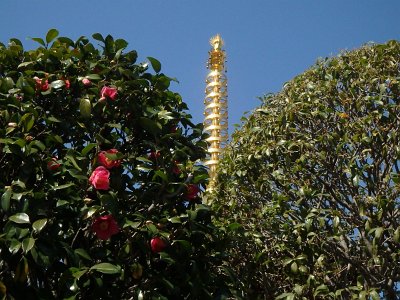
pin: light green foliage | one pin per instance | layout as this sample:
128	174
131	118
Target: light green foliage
309	188
56	118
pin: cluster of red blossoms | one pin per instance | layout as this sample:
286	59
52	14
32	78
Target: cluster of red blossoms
105	226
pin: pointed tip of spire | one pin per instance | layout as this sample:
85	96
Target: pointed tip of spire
217	42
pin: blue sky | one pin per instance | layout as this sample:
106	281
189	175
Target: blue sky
267	42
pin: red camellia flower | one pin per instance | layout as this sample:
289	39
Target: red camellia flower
154	155
67	84
175	169
41	85
86	82
192	191
53	165
106	162
100	178
108	92
157	244
105	227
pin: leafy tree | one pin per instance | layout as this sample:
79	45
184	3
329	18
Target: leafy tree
309	188
99	182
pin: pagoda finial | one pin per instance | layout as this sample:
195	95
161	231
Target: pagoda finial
217	42
216	107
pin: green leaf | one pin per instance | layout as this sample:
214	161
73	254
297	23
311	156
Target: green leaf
14	247
20	218
150	125
106	268
24	64
39	40
93	77
175	220
51	35
82	253
27	121
286	296
27	244
5	199
73	161
88	148
38	225
63	186
155	64
98	37
85	108
56	84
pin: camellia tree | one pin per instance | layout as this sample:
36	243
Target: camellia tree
100	182
309	188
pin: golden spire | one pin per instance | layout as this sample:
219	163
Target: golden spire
216	106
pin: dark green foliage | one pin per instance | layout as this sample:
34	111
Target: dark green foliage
55	119
310	186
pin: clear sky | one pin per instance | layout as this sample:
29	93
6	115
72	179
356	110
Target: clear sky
267	42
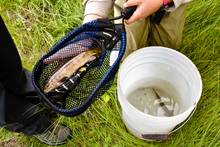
····················
Copy the data word for word. Pictures do not go in the copy.

pin: light green foliage | one pin per instance | layout as this sample:
128	174
131	118
Target: light green foliage
309	188
56	118
pin: cluster of red blossoms | one pin per instance | layout as this sample:
286	59
52	14
32	78
Target: cluster of red blossoms
105	226
pin: pointed tip of spire | one pin per instance | layout as this sample:
85	96
Target: pointed tip of spire
217	42
pin: blue sky | one pin per instance | layout as this sample:
106	281
189	175
Target: blue sky
267	42
pin: red camellia flower | one pin per instance | layout as this sample:
289	39
Target: red camellia flower
154	155
67	84
175	169
41	85
86	82
192	191
53	165
106	162
100	178
108	92
157	244
105	227
pin: leafy tree | one pin per instance | layout as this sample:
79	45
184	3
329	18
Target: leafy tree
309	188
99	182
pin: pagoda finial | one pin per instance | layout as this sample:
195	95
161	231
Target: pagoda finial
217	42
216	107
pin: green leaf | one pin per instance | layout as this sample:
214	161
73	254
297	23
311	156
Target: green leaf
14	247
20	218
150	125
106	268
24	64
39	40
93	77
175	220
51	35
82	253
27	121
286	296
27	244
5	199
73	161
88	148
38	225
63	186
155	64
98	37
85	108
56	84
pin: camellia tree | one pin per instance | layout as this sample:
36	243
Target: camellia tree
100	182
309	188
pin: golden spire | one pin per instance | layout as this sample:
219	163
Target: golden spire
216	106
pin: dark green foliage | one pin per instance | layout as this sample:
34	111
Target: dark green foliage
55	119
310	186
pin: clear sky | one pin per instance | layout as this sample:
29	93
6	115
72	179
356	110
Target: clear sky
267	42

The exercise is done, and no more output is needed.